Data to use section start

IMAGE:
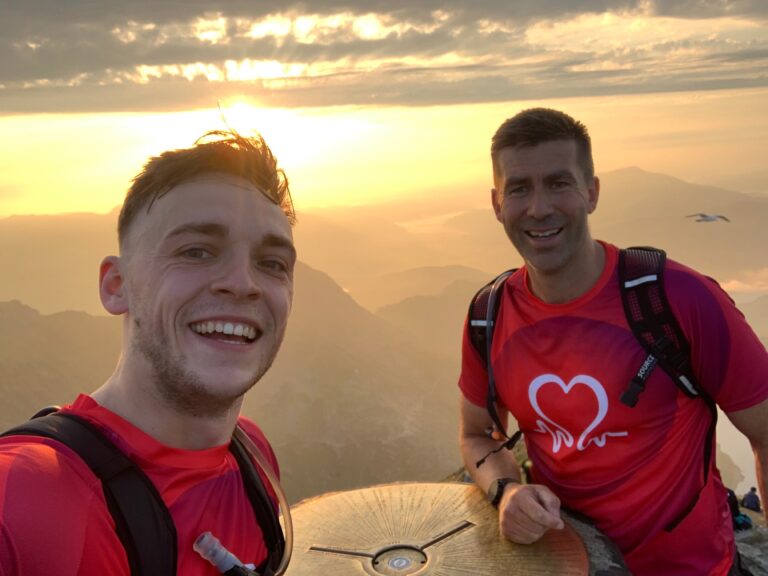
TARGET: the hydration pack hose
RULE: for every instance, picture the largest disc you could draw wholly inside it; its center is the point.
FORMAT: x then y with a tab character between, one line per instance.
227	563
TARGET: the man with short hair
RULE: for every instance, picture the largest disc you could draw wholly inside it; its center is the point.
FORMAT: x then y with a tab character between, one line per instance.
563	355
204	282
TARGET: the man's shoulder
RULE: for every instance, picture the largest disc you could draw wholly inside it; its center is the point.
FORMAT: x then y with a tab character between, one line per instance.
29	460
259	438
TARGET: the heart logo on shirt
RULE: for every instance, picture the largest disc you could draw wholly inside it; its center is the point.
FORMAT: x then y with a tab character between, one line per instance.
560	434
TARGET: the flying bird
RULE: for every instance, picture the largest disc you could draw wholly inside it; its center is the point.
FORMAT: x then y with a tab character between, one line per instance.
701	217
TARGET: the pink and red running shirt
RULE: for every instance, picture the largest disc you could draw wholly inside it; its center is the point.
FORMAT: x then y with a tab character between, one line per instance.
560	371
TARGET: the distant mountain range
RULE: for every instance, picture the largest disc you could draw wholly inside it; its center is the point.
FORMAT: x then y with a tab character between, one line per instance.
351	401
364	390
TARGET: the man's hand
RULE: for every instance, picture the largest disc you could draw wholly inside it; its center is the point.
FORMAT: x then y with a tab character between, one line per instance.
527	511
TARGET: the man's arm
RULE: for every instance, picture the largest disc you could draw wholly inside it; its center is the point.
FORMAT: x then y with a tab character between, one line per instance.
753	423
526	512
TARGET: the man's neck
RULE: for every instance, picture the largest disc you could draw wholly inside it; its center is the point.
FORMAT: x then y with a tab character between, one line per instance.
576	279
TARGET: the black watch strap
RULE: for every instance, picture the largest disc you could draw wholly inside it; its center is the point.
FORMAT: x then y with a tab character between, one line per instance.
496	490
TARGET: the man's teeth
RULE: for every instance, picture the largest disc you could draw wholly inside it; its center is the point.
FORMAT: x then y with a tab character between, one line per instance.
230	328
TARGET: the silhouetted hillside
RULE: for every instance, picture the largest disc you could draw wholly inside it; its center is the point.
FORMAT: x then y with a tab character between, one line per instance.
437	320
354	398
49	359
52	262
386	289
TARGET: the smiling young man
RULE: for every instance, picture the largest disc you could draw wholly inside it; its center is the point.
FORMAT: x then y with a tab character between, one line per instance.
562	356
204	282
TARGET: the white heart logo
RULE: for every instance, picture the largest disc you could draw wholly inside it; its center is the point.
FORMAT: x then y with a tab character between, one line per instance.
560	435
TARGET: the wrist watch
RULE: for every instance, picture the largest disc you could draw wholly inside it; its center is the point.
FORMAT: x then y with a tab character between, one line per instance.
496	490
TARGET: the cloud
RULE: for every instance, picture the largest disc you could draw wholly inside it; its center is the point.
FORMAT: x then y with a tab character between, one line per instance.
57	56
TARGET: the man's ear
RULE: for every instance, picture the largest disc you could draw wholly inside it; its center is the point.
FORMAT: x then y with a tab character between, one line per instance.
496	204
112	285
594	194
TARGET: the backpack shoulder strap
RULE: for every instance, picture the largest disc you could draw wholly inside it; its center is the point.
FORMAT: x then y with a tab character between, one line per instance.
266	515
650	317
483	309
142	521
647	309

Data to use section end

Description of the task
Count the lines in the material containing the string "strap", and state the number with nothing added.

Result for this task
2